◆ **Text block**:
================================

Producing simplified conceptual knowledge is not the task of all research. For instance, a problematization of taken-for-granted knowledge can be useful for advancing knowledge in the field without offering a distinct simplification on how to intervene into a phenomenon (Alvesson and Sandberg 2011). Yet it may be useful to couch the problematization of existing knowledge in simple terms. For instance, in his paper Class and Committees in a Norwegian Island Parish John A. Barnes (1954) struggled to make sense of a rural community as a class structure and ended up problematizing the current knowledge of the time. However, he also suggested an alternative way to label a social phenomenon as a social network.
Simplification, however powerful, is not the only value in a research paper. A narrow-minded pursuit of simplification can amount to putting the horse before the cart. As I am writing this post on a return flight from Paris to New York, let me use an analogy of an economy class seat. As a product, the economy class seat has been stripped of everything except the very necessary. It takes you safely where you need to go, but I am sure there is no person in this cabin who would not rather spend seven hours of their lives somewhere else than trapped in an economy class seat.

================================

◆ **Your objective**:
Reproduce the passage on simplification in research, starting at "Simplification, however powerful, is" and ending at "in an economy class seat.".

◆ **Data for pointing at referring expressions**:
================================

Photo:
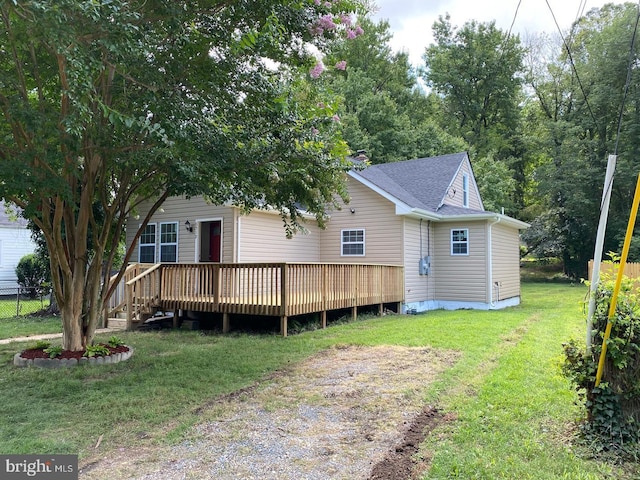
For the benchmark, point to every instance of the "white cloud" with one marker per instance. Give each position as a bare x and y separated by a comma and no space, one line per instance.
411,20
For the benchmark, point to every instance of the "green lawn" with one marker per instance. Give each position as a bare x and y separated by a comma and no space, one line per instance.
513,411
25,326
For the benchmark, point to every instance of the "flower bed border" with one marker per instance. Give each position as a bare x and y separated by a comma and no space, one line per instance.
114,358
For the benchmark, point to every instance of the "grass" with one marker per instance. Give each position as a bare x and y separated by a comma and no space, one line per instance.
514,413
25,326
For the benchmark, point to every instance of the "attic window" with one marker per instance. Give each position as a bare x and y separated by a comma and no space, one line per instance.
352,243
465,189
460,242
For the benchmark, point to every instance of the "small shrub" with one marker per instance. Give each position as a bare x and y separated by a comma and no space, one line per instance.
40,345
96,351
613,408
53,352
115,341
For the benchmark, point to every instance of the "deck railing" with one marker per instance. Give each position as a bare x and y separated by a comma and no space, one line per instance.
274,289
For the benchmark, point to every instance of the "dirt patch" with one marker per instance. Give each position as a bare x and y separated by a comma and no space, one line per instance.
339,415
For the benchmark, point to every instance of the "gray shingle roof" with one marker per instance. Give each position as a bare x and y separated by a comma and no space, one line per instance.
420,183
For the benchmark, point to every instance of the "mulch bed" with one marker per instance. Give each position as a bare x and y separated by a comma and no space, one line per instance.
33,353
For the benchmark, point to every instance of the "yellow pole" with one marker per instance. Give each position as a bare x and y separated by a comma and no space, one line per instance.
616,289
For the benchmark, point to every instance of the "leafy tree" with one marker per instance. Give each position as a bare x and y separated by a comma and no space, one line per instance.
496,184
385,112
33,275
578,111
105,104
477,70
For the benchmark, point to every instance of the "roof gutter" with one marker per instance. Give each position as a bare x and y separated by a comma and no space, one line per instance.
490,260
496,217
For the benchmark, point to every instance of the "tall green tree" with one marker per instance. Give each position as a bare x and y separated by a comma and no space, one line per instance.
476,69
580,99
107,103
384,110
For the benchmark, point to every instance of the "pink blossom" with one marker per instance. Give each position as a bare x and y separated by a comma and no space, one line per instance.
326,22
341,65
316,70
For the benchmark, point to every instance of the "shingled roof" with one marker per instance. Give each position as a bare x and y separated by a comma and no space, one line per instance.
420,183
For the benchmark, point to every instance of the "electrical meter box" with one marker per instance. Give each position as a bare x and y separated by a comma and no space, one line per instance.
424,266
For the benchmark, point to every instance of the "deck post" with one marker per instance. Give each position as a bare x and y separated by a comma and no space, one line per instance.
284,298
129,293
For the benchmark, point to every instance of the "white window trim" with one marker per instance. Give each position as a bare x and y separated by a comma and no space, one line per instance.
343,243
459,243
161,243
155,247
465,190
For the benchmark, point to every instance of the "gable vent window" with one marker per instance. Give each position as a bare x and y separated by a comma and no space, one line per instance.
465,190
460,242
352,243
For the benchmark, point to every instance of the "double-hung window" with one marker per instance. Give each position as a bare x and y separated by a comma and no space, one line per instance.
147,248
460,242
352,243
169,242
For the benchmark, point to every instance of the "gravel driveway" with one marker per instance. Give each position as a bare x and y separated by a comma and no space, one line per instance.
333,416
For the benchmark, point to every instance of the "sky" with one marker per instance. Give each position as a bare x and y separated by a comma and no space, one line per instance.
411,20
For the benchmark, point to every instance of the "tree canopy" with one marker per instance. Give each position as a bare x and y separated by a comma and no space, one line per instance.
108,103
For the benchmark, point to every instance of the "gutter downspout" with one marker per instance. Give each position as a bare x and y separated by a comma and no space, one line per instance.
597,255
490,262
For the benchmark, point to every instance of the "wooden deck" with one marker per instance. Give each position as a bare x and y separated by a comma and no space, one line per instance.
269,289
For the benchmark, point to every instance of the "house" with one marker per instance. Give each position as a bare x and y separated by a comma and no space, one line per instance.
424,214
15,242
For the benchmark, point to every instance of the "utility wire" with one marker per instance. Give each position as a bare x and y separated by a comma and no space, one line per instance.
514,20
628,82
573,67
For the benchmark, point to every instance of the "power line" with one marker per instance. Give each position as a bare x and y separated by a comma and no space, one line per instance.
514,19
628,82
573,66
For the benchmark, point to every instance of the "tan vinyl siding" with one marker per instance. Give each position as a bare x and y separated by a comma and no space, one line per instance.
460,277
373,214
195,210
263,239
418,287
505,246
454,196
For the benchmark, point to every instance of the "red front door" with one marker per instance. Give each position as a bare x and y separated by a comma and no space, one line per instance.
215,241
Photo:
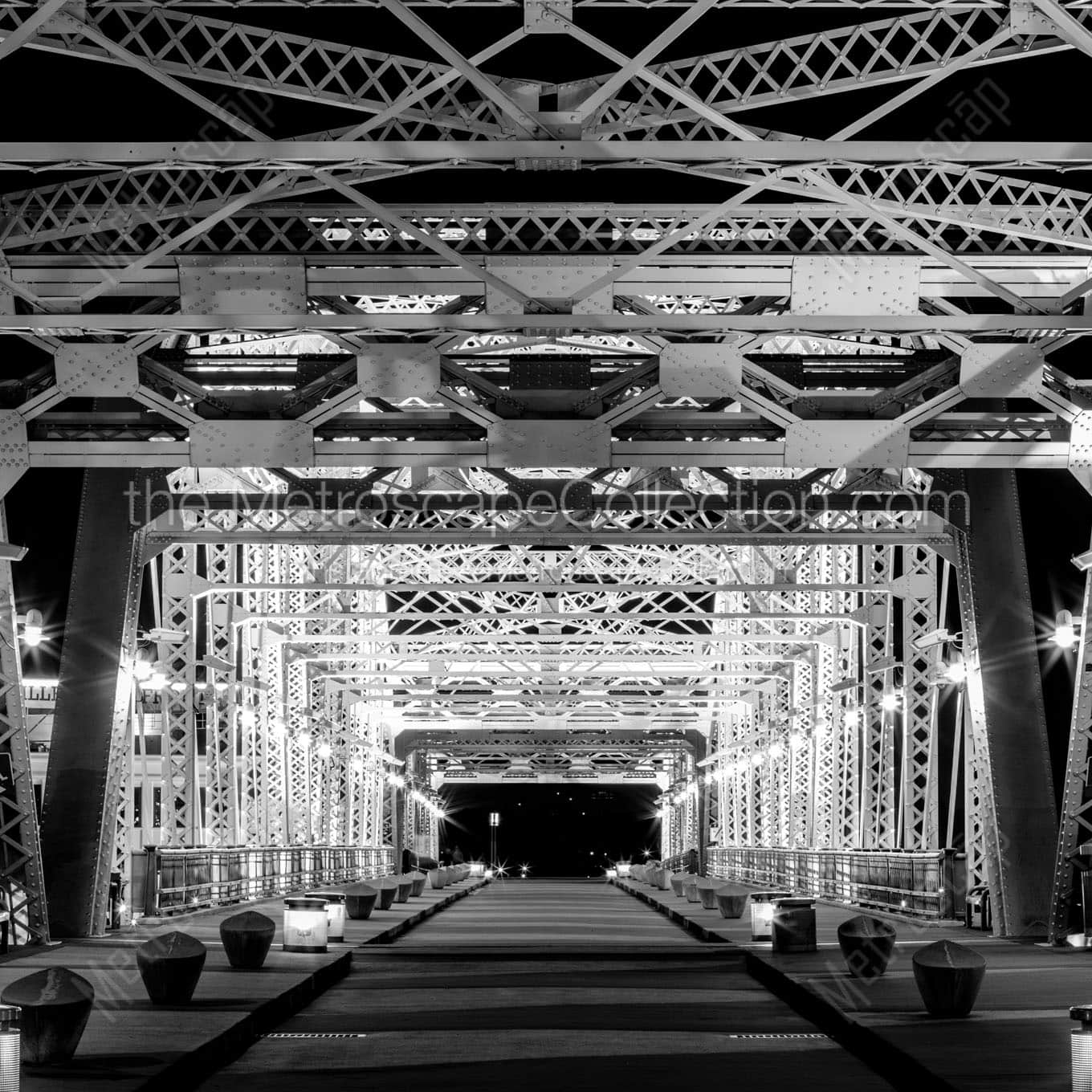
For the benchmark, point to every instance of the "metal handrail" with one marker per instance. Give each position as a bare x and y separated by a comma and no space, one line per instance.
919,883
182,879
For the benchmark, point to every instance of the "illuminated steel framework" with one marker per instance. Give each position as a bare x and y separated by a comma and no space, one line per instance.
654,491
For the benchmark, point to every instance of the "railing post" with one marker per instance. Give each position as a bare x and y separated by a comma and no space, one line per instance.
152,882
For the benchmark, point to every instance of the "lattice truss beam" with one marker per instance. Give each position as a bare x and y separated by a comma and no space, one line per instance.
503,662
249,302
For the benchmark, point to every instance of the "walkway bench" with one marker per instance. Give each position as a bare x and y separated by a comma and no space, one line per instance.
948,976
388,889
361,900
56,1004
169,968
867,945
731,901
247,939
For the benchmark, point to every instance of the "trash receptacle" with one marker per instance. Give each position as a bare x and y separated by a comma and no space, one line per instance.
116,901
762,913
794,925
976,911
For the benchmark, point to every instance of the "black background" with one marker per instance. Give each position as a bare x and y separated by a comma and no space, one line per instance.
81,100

================================

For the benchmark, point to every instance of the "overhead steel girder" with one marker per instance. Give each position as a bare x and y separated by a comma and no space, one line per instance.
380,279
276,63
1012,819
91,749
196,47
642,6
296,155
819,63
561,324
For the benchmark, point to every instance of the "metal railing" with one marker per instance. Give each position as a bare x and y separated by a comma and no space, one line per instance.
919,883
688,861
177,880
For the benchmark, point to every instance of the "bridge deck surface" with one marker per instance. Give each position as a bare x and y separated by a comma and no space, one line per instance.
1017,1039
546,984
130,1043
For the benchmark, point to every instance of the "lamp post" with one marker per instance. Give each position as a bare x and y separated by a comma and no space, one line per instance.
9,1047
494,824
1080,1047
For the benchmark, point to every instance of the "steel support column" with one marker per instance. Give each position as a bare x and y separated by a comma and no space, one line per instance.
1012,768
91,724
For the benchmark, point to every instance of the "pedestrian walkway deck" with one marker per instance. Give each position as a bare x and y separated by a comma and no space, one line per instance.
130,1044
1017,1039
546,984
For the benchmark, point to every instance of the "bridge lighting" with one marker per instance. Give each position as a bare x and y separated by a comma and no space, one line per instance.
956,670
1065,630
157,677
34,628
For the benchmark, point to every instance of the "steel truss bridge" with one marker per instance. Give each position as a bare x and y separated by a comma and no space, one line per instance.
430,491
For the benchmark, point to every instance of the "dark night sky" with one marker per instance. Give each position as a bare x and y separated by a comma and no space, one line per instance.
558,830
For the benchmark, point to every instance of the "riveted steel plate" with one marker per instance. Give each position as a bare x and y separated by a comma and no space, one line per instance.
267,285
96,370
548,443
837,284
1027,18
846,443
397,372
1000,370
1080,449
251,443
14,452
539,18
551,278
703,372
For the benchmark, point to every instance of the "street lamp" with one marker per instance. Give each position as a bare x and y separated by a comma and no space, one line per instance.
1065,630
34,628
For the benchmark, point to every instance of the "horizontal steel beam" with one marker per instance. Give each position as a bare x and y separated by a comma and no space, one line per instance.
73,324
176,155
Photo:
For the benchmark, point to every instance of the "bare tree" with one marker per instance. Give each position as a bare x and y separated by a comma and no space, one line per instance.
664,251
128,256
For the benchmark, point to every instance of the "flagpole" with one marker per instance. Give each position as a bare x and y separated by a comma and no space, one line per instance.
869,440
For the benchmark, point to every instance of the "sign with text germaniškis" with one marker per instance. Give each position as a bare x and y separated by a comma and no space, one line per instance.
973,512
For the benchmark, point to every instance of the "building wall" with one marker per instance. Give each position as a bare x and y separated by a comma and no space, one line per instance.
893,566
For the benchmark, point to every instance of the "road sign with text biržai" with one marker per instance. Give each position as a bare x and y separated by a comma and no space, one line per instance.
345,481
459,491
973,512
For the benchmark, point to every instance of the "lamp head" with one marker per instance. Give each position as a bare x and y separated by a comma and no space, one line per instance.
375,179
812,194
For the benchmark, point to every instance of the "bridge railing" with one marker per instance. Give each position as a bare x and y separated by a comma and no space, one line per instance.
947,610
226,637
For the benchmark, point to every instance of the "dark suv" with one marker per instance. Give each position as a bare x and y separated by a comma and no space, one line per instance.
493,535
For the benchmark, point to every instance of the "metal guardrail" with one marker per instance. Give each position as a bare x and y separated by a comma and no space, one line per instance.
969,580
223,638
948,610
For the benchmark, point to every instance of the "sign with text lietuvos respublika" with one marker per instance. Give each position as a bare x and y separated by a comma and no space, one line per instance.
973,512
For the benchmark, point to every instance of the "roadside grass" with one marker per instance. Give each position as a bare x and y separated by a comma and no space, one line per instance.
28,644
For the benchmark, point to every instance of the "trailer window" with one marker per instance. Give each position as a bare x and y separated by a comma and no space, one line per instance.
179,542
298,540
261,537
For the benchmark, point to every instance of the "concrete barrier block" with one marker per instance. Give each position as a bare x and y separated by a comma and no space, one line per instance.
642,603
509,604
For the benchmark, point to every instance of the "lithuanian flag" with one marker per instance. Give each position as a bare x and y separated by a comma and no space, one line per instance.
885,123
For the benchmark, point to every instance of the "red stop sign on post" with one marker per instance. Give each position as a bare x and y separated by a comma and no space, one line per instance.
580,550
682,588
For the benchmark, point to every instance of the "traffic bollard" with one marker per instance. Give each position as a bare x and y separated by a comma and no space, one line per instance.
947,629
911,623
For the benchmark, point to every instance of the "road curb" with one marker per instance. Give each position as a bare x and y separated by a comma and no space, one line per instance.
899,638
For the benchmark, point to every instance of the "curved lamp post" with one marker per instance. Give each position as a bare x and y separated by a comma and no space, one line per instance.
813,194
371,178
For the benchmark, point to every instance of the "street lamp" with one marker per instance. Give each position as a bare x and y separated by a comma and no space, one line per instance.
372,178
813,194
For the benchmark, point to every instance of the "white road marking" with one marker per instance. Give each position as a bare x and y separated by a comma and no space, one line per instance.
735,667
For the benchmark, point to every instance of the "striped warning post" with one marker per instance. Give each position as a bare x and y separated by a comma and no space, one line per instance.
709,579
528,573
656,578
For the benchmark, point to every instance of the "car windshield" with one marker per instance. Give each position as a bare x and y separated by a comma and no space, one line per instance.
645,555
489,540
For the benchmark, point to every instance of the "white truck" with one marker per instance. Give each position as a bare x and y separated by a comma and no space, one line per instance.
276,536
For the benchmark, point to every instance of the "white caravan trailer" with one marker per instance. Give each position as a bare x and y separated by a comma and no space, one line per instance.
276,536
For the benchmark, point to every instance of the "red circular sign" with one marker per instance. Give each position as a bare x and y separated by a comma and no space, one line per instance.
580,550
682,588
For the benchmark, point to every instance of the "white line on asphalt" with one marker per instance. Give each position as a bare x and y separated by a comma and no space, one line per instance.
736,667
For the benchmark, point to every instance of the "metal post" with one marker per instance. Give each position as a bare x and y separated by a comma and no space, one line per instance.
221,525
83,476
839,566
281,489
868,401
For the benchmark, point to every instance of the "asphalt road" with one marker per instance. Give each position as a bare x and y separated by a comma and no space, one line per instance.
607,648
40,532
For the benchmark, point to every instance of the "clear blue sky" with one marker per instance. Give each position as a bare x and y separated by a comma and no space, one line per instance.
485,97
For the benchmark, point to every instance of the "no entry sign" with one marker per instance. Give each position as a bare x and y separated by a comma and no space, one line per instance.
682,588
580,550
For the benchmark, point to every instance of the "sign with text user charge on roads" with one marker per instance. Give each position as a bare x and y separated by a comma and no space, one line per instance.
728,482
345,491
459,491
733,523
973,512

================================

◆ **Task result**:
Simplification, however powerful, is not the only value in a research paper. A narrow-minded pursuit of simplification can amount to putting the horse before the cart. As I am writing this post on a return flight from Paris to New York, let me use an analogy of an economy class seat. As a product, the economy class seat has been stripped of everything except the very necessary. It takes you safely where you need to go, but I am sure there is no person in this cabin who would not rather spend seven hours of their lives somewhere else than trapped in an economy class seat.